The task: When a line below contains the string "frame", show that line.

Records:
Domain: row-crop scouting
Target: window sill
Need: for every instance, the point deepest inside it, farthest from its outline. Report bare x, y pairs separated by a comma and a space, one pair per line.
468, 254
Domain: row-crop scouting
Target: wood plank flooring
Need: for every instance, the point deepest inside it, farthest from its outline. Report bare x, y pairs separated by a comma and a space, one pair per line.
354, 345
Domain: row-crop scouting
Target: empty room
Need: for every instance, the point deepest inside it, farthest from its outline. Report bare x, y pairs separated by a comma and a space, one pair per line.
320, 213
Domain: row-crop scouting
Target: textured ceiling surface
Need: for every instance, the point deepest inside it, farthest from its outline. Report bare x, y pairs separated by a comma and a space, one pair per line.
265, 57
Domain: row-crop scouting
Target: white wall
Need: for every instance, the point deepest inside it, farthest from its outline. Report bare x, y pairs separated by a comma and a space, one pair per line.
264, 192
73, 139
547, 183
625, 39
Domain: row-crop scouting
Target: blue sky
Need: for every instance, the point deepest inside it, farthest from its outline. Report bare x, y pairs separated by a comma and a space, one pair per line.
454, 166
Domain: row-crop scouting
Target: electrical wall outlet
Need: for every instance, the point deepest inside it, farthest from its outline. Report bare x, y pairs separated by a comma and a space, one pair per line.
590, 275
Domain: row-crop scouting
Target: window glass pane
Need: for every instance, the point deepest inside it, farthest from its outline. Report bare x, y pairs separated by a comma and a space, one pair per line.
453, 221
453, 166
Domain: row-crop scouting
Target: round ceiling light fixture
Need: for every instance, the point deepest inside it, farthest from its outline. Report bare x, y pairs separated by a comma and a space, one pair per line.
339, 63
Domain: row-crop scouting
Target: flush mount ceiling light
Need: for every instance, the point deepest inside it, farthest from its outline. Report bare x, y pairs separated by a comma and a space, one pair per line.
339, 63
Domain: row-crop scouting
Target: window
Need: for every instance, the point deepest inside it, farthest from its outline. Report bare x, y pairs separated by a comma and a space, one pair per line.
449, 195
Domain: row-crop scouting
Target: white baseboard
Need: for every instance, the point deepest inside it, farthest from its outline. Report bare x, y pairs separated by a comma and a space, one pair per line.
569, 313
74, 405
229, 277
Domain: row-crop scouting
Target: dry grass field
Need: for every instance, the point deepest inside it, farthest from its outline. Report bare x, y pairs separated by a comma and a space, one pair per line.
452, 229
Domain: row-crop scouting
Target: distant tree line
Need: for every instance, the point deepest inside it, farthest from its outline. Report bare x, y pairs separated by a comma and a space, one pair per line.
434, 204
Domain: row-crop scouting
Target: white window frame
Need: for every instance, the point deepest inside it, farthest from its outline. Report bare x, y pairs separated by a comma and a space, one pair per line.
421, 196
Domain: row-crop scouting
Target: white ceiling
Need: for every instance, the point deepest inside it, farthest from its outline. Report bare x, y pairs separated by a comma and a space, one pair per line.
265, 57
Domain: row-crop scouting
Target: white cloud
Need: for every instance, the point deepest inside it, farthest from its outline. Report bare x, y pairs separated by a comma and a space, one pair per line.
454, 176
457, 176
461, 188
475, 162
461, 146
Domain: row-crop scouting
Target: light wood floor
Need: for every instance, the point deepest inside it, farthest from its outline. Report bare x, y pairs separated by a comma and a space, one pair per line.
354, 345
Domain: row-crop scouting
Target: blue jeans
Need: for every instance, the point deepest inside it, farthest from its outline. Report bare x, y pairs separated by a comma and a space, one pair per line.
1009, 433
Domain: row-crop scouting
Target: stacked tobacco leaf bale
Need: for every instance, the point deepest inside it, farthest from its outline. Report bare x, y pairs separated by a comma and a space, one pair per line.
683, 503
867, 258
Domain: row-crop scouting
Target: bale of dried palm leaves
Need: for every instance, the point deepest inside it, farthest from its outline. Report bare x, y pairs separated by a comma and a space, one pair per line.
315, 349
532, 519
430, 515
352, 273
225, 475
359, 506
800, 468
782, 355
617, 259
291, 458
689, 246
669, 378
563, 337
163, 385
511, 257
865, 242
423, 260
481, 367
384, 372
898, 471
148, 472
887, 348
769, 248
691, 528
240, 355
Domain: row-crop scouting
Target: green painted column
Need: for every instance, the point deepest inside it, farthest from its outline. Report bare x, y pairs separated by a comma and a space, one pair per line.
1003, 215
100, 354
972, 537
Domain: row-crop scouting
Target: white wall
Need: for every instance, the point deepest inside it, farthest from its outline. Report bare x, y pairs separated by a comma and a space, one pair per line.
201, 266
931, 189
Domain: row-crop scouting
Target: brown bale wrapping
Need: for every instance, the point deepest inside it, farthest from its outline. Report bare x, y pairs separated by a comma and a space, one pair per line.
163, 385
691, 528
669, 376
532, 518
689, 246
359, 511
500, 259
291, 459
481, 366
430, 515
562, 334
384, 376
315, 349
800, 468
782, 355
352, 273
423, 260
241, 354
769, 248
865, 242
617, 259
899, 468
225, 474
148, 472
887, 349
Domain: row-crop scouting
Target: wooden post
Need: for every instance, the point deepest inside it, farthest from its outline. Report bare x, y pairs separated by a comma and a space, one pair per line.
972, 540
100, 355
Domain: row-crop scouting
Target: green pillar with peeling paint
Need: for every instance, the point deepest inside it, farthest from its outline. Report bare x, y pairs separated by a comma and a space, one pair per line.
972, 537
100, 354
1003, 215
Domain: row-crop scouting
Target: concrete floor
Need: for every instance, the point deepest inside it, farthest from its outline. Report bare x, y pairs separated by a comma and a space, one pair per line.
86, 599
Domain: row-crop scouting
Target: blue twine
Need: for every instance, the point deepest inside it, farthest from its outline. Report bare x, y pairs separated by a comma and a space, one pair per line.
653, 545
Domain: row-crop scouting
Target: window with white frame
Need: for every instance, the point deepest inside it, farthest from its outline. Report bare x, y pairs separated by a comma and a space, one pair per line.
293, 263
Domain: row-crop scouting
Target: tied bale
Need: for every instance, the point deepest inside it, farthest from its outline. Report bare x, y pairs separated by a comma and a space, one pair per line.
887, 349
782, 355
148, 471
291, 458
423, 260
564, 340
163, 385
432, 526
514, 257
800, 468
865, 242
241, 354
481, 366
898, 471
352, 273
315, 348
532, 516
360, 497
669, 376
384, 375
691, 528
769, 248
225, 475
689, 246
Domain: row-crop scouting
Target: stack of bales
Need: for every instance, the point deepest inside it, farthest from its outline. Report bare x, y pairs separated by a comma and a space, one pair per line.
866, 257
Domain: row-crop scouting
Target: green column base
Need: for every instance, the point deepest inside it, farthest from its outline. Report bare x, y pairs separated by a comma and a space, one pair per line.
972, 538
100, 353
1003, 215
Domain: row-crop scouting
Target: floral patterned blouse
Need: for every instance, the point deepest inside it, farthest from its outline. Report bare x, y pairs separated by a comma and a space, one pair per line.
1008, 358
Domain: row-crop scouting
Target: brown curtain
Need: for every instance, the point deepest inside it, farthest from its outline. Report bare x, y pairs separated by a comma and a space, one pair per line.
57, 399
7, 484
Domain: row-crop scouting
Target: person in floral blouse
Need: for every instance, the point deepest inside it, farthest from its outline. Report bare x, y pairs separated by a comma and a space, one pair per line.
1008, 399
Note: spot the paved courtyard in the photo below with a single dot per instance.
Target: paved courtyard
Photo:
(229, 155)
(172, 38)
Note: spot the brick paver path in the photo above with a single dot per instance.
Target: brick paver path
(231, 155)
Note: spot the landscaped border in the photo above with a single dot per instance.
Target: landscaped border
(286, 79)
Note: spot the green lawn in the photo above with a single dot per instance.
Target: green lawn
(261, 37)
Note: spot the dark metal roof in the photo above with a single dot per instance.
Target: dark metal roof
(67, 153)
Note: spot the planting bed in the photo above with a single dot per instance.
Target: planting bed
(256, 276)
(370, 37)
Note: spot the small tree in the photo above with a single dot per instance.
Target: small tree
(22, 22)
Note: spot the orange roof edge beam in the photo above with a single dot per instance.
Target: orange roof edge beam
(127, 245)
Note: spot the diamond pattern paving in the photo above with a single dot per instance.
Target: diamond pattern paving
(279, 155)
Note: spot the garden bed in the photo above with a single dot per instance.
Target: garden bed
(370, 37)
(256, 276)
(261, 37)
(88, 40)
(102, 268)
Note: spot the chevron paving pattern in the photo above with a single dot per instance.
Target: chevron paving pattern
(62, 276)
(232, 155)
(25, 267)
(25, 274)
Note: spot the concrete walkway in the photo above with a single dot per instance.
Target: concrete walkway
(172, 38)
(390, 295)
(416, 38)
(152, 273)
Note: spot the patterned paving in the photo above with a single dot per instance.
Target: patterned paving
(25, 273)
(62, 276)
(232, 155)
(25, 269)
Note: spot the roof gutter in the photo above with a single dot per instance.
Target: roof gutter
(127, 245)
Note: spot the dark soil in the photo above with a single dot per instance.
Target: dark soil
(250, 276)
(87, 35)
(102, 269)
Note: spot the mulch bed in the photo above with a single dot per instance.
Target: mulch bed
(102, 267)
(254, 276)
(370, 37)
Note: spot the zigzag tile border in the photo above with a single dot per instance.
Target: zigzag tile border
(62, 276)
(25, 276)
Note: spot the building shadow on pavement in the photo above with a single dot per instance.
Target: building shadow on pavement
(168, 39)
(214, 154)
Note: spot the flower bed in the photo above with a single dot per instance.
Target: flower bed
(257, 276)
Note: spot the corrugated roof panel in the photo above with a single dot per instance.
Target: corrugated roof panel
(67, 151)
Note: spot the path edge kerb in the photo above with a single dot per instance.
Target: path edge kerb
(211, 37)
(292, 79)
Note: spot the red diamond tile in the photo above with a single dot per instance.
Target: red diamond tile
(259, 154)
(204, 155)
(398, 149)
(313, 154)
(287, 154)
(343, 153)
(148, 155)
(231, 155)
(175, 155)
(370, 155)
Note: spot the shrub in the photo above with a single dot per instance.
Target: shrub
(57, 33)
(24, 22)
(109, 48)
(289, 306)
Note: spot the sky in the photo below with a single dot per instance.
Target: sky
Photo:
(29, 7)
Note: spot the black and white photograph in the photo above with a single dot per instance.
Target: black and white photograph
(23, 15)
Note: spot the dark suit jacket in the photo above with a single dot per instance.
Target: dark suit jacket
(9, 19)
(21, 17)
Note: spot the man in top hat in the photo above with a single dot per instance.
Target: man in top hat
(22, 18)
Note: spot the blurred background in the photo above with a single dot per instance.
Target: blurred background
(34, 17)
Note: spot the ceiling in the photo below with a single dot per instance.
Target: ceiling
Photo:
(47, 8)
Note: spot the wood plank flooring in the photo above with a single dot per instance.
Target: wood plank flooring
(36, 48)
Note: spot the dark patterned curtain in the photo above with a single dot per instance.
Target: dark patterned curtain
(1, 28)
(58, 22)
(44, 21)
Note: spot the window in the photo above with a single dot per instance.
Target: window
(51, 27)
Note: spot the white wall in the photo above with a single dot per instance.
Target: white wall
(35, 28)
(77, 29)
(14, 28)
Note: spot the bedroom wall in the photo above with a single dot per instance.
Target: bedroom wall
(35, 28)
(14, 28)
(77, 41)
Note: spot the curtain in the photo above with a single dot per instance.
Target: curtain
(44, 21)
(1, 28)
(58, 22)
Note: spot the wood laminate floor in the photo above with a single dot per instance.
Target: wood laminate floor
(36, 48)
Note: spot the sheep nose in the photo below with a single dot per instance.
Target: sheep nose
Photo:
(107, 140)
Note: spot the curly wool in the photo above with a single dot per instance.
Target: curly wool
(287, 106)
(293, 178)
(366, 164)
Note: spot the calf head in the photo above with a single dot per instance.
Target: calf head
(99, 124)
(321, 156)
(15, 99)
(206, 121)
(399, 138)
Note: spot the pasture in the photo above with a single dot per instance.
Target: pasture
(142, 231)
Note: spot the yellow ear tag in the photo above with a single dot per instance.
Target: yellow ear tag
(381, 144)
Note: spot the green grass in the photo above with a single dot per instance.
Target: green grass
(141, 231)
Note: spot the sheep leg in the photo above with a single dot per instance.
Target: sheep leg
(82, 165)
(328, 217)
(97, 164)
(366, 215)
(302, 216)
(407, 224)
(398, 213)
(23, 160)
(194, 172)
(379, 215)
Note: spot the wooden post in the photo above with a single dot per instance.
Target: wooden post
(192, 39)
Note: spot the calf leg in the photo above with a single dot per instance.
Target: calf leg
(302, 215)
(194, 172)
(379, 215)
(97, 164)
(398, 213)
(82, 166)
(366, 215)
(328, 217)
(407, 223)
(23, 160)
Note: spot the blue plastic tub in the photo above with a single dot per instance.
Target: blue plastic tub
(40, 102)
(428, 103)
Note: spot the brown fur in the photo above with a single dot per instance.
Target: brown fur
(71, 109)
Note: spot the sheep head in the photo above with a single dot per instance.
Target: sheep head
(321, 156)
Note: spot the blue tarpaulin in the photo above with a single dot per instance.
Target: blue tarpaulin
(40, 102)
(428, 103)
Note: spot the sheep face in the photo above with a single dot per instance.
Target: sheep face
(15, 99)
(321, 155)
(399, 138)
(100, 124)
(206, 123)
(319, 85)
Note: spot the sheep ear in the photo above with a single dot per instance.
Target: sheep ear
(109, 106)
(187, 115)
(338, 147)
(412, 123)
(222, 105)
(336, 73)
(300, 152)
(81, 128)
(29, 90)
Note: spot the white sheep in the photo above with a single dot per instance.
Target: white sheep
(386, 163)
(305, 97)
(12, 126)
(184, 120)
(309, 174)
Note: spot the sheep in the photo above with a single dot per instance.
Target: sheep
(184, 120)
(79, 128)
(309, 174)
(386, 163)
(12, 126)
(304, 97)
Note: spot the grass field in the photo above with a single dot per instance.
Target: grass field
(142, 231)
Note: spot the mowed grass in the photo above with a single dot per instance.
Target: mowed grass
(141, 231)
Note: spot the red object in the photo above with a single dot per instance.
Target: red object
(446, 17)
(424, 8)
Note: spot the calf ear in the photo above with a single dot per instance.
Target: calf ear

Expected answer:
Target: white window frame
Target: window with white frame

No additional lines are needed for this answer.